Rewrite these rows so that every instance of "sports review" reads "match analysis", and leave everything else as it is.

|---|

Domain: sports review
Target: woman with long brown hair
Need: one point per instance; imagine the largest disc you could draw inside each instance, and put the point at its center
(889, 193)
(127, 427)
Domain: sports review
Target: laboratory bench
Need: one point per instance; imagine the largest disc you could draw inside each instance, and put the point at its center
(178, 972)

|---|

> _Expected answer_
Domain: match analysis
Target: woman with long brown hair
Need: one point per instance; imagine the largest disc you could draw inside each instance, and put the point at its center
(889, 193)
(127, 427)
Domain: match analysis
Target: laboratory bench
Need: one point per instance; imagine the largest disc you could draw inside each instance, and put the point at its center
(178, 972)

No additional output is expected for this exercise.